Prompt: Your task is to output the entries below word for word.

::: Raw records :::

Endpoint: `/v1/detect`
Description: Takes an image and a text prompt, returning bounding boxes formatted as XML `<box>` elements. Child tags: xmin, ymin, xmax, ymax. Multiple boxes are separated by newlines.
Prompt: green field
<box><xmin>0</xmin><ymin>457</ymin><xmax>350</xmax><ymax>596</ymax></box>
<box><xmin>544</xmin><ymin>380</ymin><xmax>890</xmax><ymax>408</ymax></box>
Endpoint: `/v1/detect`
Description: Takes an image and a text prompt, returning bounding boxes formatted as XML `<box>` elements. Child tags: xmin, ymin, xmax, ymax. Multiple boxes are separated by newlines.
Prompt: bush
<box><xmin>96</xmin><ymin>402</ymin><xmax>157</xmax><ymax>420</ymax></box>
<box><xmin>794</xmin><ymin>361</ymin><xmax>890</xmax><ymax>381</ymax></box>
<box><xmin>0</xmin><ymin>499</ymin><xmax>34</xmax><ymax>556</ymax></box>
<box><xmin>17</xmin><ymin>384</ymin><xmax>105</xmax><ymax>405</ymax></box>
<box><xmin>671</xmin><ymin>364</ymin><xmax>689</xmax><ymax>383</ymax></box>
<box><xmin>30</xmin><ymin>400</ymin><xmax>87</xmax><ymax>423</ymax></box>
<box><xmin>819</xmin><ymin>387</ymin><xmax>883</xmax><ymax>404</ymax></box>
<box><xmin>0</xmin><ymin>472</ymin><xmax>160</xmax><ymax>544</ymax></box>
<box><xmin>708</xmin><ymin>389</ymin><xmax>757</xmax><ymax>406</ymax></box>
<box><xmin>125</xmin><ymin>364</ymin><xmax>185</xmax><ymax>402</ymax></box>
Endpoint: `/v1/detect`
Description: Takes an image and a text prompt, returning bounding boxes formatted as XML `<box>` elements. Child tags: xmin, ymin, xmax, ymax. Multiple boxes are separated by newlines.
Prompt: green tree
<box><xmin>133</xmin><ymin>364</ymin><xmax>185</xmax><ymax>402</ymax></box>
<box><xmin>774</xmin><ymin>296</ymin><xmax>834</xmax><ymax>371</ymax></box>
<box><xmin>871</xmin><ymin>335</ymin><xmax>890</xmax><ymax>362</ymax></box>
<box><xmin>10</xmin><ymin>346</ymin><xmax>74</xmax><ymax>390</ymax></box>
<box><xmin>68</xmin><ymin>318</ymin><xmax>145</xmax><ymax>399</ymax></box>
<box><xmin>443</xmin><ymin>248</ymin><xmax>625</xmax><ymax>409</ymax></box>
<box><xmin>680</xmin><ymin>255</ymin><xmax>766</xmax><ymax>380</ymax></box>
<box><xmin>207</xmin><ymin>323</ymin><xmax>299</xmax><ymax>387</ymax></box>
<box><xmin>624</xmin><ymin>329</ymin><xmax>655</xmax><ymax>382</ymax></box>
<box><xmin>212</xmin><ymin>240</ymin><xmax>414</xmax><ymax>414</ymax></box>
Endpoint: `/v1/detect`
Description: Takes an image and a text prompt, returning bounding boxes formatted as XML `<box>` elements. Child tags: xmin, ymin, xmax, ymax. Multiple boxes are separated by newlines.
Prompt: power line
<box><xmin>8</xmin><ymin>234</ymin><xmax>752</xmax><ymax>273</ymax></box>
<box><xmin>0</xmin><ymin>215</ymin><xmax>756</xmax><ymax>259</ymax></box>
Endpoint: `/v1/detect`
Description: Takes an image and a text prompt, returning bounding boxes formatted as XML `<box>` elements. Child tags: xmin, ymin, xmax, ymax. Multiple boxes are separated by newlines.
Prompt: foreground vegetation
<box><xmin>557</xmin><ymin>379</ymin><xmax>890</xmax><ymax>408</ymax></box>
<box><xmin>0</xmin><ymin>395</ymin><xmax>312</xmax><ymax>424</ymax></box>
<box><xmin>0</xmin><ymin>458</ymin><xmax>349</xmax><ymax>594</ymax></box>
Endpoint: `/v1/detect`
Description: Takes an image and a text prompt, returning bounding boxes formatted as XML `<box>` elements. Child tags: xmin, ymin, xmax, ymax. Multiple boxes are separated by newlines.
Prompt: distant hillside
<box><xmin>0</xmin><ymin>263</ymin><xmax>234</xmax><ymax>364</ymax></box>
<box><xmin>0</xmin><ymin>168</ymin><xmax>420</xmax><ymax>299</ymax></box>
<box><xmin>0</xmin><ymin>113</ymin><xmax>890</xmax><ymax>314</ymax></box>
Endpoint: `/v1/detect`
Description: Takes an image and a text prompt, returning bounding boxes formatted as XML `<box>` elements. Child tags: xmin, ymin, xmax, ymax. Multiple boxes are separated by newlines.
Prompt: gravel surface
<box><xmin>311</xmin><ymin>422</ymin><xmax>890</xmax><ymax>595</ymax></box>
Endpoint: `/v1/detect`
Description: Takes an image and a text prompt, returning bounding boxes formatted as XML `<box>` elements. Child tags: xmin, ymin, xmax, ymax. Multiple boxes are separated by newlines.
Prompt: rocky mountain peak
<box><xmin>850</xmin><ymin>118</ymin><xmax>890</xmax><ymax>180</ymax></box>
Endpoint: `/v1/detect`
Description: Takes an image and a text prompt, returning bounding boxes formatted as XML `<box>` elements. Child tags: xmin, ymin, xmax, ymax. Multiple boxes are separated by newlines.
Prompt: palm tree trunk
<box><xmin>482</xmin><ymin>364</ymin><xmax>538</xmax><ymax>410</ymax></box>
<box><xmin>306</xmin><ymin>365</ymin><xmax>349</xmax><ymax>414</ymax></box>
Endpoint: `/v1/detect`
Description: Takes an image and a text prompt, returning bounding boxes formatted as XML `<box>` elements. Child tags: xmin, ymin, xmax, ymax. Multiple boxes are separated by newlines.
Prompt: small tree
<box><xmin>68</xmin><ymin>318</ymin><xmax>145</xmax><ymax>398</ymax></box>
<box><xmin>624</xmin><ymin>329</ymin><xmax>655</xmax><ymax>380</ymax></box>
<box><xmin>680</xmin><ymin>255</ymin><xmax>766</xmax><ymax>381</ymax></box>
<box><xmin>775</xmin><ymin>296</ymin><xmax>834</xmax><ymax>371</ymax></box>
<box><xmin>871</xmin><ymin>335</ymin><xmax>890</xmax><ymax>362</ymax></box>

:::

Solved exercise:
Endpoint: `/v1/detect`
Description: Takes an image and a text prompt, returning bounding boxes formatted as XML `<box>` elements. Child tags: xmin, ymin, xmax, ymax. Multiple boxes are separated by newlines.
Prompt: green field
<box><xmin>0</xmin><ymin>457</ymin><xmax>350</xmax><ymax>596</ymax></box>
<box><xmin>544</xmin><ymin>380</ymin><xmax>890</xmax><ymax>408</ymax></box>
Endpoint: `/v1/detect`
Description: Takes an image and a text prompt, returning bounding boxes formatted as XML `<box>` elements. Child tags: xmin, ymin, xmax, ymax. Multiple boxes are separated by newlines.
Prompt: bush
<box><xmin>96</xmin><ymin>402</ymin><xmax>157</xmax><ymax>420</ymax></box>
<box><xmin>794</xmin><ymin>361</ymin><xmax>890</xmax><ymax>381</ymax></box>
<box><xmin>0</xmin><ymin>499</ymin><xmax>34</xmax><ymax>556</ymax></box>
<box><xmin>17</xmin><ymin>384</ymin><xmax>105</xmax><ymax>405</ymax></box>
<box><xmin>671</xmin><ymin>364</ymin><xmax>689</xmax><ymax>383</ymax></box>
<box><xmin>30</xmin><ymin>400</ymin><xmax>87</xmax><ymax>423</ymax></box>
<box><xmin>819</xmin><ymin>387</ymin><xmax>883</xmax><ymax>404</ymax></box>
<box><xmin>0</xmin><ymin>472</ymin><xmax>160</xmax><ymax>544</ymax></box>
<box><xmin>708</xmin><ymin>389</ymin><xmax>757</xmax><ymax>406</ymax></box>
<box><xmin>125</xmin><ymin>364</ymin><xmax>185</xmax><ymax>402</ymax></box>
Endpoint: `/v1/detect`
Description: Takes an image and a text prompt, returning bounding boxes formatted as XML `<box>` elements. Child tags: xmin, ymin, xmax, ymax. Multiple boxes are separated by newlines.
Prompt: green tree
<box><xmin>133</xmin><ymin>364</ymin><xmax>185</xmax><ymax>402</ymax></box>
<box><xmin>774</xmin><ymin>296</ymin><xmax>834</xmax><ymax>371</ymax></box>
<box><xmin>871</xmin><ymin>335</ymin><xmax>890</xmax><ymax>362</ymax></box>
<box><xmin>10</xmin><ymin>346</ymin><xmax>74</xmax><ymax>390</ymax></box>
<box><xmin>68</xmin><ymin>318</ymin><xmax>145</xmax><ymax>399</ymax></box>
<box><xmin>443</xmin><ymin>248</ymin><xmax>625</xmax><ymax>409</ymax></box>
<box><xmin>680</xmin><ymin>255</ymin><xmax>766</xmax><ymax>380</ymax></box>
<box><xmin>207</xmin><ymin>323</ymin><xmax>299</xmax><ymax>387</ymax></box>
<box><xmin>624</xmin><ymin>329</ymin><xmax>655</xmax><ymax>382</ymax></box>
<box><xmin>212</xmin><ymin>240</ymin><xmax>414</xmax><ymax>414</ymax></box>
Endpoint: `/v1/detect`
Description: Takes an image and a text prompt, returning bounding boxes formatted as XML `<box>` elements. Child tags: xmin, ymin, xmax, ymax. Multiple boxes are separated by newlines.
Prompt: power line
<box><xmin>8</xmin><ymin>234</ymin><xmax>752</xmax><ymax>273</ymax></box>
<box><xmin>0</xmin><ymin>215</ymin><xmax>756</xmax><ymax>259</ymax></box>
Endpoint: `/v1/detect`
Description: Takes an image and a text prompt, returning bounding boxes formatted as XML `<box>` elements. Child tags: xmin, ymin, xmax, ymax. Multiple boxes are separated by newlines.
Prompt: foreground vegetation
<box><xmin>557</xmin><ymin>379</ymin><xmax>890</xmax><ymax>408</ymax></box>
<box><xmin>0</xmin><ymin>395</ymin><xmax>312</xmax><ymax>424</ymax></box>
<box><xmin>0</xmin><ymin>458</ymin><xmax>349</xmax><ymax>594</ymax></box>
Endpoint: `/v1/detect`
Description: Takes an image and a text prompt, returning bounding boxes formatted as XML `<box>` elements. Child tags: xmin, ymin, xmax, ymax. Multiple boxes are separated by newlines.
Prompt: distant hillside
<box><xmin>0</xmin><ymin>263</ymin><xmax>234</xmax><ymax>364</ymax></box>
<box><xmin>0</xmin><ymin>168</ymin><xmax>420</xmax><ymax>299</ymax></box>
<box><xmin>0</xmin><ymin>113</ymin><xmax>890</xmax><ymax>314</ymax></box>
Endpoint: `/v1/detect`
Description: Takes an image and a text prompt, returning bounding boxes formatted as XML `<box>` elements. Child tags: xmin, ymin, xmax, ymax. Multiple boxes are separated by newlines.
Prompt: gravel surface
<box><xmin>311</xmin><ymin>422</ymin><xmax>890</xmax><ymax>595</ymax></box>
Endpoint: `/v1/detect`
Description: Takes an image and a text prompt, returning bounding boxes formatted as XML `<box>` elements. Child tags: xmin, ymin, xmax, ymax. Multiple boxes are separated by newlines.
Prompt: rocky mountain peak
<box><xmin>850</xmin><ymin>118</ymin><xmax>890</xmax><ymax>180</ymax></box>
Endpoint: `/v1/detect`
Description: Takes an image and a text prompt, returning bounding boxes formatted as XML `<box>` elements. Child tags: xmin, ymin, xmax, ymax. Multiple boxes are separated by newlines.
Prompt: palm tree trunk
<box><xmin>482</xmin><ymin>364</ymin><xmax>538</xmax><ymax>410</ymax></box>
<box><xmin>306</xmin><ymin>365</ymin><xmax>349</xmax><ymax>414</ymax></box>
Endpoint: `/v1/detect`
Description: Takes an image and a text prompt, returning bounding boxes formatted as XML `<box>` elements. Child tags: xmin, ymin, xmax, ymax. Multiple boxes are separated by newlines.
Prompt: small tree
<box><xmin>68</xmin><ymin>318</ymin><xmax>145</xmax><ymax>398</ymax></box>
<box><xmin>624</xmin><ymin>329</ymin><xmax>655</xmax><ymax>380</ymax></box>
<box><xmin>680</xmin><ymin>255</ymin><xmax>766</xmax><ymax>381</ymax></box>
<box><xmin>775</xmin><ymin>296</ymin><xmax>834</xmax><ymax>371</ymax></box>
<box><xmin>871</xmin><ymin>335</ymin><xmax>890</xmax><ymax>362</ymax></box>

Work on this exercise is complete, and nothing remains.